» Excerpted passage:
================================

Another Study Fuels Speculation US Kids Being Overdrugged

Released on: October 21, 2008, 11:48 am

Press Release Author: Citizens Commission on Human Rights

Industry: Non Profit

Press Release Summary: The recent study, "A three-country comparison of psychotropic
medication prevalence in youth," found U.S. children were up to three times more
likely to be on psychiatric drugs than children in Germany or the Netherlands.
Additionally, a report issued in May in the journal Pediatrics found U.S. children
are 6 times more likely to take antipsychotic drugs than children in the UK. The
psychiatric watchdog organization, Citizens Commission on Human Rights International
(CCHR), says that both these reports fuel current speculation in the United States
regarding the fact that pharmaceutical funding heavily influences psychiatrists'
prescribing habits in the U.S.

Press Release Body: This concern was called into serious question after it was
revealed that psychiatrists top the list of all medical professionals getting drug
company funding in the two states that require such reporting, Vermont and
Minnesota. A report made by the Vermont Attorney General on Pharmaceutical
marketing disclosures, revealed that $3 million was spent on drug promotions in
Vermont in 2007. A New York Times article on these reports found that
"psychiatrists who took the most money from makers of antipsychotic drugs tended to
prescribe the drugs to children the most often." An article in the Vermont Rutland
Herald quoted Vermont Attorney General Bill Sorrell, "It is particularly troubling
that the industry is paying large sums of money to influence prescribing practices
involving psychiatric drugs."



Examples of how high profile psychiatrists influence prescribing by heavily
promoting the use of psychiatric drugs include child psychiatrists Melissa DelBello
and Joseph Biederman. Last year, a Senate investigation into pharmaceutical
payments to medical researchers revealed that DelBello had under-reported $180,000
that she made from AstraZenca, the maker of the anti-psychotic drug Seroquel, in
2003 and 2004. An August 2007 New York Times story reported that DelBello's studies
of Seroquel have "helped fuel the widespread pediatric use of antipsychotic" drugs.
The results of her studies were inconclusive, but, according to the Times, "she has
described them as demonstrating that Seroquel is effective in some children."
Harvard Medical School Professor of Psychiatry, Joseph Biederman, whose work was
reported by the New York Times to have "fueled an explosion in the use of powerful
antipsychotic" drugs in children, failed to report $1.6 million in consulting fees
he earned from drug makers that he conducted research for between 2000 and 2007.
One example is Johnson & Johnson, whose Janssen Pharmaceutica branch sponsored a
clinical study into the effects of the antipsychotic Risperdal on children, which
Biederman led between 2002 and 2005. Biederman reported to Congressional
investigators that in 2001, he received only $3,500 from the company, but reports
from Johnson & Johnson showed that they had in fact paid him over $58,000 that year.

================================

» Required action A: Translate this sentence from the press release into Spanish: "One example is Johnson & Johnson, whose Janssen Pharmaceutica branch sponsored a clinical study into the effects of the antipsychotic Risperdal on children, which Biederman led between 2002 and 2005."
» Required action B: From the press release, output the passage starting with "Another Study Fuels" and going on through "or the Netherlands.".
The material that follows has no connection to the press release above.

» Saved data entries:
================================

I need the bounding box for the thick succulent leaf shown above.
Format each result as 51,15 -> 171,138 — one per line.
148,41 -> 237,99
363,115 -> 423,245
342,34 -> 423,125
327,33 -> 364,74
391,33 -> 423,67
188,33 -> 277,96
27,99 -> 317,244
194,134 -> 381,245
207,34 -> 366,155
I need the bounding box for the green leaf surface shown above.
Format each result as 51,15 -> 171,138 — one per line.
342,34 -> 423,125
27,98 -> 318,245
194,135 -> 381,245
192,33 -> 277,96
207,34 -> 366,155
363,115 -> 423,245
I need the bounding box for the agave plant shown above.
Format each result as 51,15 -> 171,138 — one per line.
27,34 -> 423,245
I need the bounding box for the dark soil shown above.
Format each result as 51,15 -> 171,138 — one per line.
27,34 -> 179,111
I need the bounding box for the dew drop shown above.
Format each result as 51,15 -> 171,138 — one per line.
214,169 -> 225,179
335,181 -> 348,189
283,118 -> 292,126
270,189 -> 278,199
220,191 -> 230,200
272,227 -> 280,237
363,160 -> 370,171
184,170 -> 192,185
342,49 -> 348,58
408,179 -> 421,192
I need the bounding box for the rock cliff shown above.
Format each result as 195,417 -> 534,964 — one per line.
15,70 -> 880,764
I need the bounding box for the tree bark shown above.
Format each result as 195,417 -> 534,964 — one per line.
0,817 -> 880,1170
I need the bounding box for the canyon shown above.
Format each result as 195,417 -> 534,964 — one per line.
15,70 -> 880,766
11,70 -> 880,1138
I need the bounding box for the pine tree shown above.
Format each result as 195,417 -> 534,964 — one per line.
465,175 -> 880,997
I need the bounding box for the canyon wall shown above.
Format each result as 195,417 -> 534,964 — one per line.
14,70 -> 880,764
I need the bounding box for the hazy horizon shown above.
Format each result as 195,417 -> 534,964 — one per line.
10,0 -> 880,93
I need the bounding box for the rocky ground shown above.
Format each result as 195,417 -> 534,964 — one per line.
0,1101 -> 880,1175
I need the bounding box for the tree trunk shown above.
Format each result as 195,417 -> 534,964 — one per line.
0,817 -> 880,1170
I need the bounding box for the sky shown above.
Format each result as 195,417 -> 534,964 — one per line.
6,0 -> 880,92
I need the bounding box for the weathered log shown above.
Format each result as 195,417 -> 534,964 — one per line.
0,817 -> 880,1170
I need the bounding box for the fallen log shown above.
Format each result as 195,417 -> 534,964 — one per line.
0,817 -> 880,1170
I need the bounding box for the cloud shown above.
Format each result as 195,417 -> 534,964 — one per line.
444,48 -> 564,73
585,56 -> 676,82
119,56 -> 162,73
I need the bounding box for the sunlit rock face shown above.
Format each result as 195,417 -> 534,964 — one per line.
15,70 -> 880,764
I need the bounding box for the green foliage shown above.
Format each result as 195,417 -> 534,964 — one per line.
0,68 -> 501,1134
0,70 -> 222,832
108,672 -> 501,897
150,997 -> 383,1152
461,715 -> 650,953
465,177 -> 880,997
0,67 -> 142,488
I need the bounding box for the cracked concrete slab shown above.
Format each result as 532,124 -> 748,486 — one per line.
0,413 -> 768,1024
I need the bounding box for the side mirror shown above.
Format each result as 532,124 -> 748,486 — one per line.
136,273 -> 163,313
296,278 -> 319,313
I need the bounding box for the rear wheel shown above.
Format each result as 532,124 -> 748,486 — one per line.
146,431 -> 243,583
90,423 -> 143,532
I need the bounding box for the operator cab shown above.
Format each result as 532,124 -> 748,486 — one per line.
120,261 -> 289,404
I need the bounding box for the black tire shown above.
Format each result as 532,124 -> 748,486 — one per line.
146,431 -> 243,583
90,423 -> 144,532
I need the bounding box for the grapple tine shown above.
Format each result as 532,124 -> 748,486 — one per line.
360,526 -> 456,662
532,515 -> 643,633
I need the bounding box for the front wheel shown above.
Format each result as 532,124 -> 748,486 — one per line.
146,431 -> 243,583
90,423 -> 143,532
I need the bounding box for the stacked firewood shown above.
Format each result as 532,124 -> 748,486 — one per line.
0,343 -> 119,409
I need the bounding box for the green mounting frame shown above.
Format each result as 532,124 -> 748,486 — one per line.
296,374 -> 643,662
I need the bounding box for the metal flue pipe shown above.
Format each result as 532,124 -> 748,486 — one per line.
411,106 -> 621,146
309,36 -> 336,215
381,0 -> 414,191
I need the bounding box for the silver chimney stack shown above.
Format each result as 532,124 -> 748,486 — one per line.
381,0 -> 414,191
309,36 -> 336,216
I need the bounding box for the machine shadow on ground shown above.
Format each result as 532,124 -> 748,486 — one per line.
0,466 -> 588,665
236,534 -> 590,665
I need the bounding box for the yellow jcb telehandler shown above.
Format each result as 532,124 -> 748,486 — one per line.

================================

» Worked solution A: Un ejemplo es Johnson & Johnson, cuya filial Janssen Pharmaceutica patrocinó un estudio clínico sobre los efectos del antipsicótico Risperdal en niños, que Biederman dirigió entre 2002 y 2005.

» Worked solution B:
Another Study Fuels Speculation US Kids Being Overdrugged

Released on: October 21, 2008, 11:48 am

Press Release Author: Citizens Commission on Human Rights

Industry: Non Profit

Press Release Summary: The recent study, "A three-country comparison of psychotropic
medication prevalence in youth," found U.S. children were up to three times more
likely to be on psychiatric drugs than children in Germany or the Netherlands.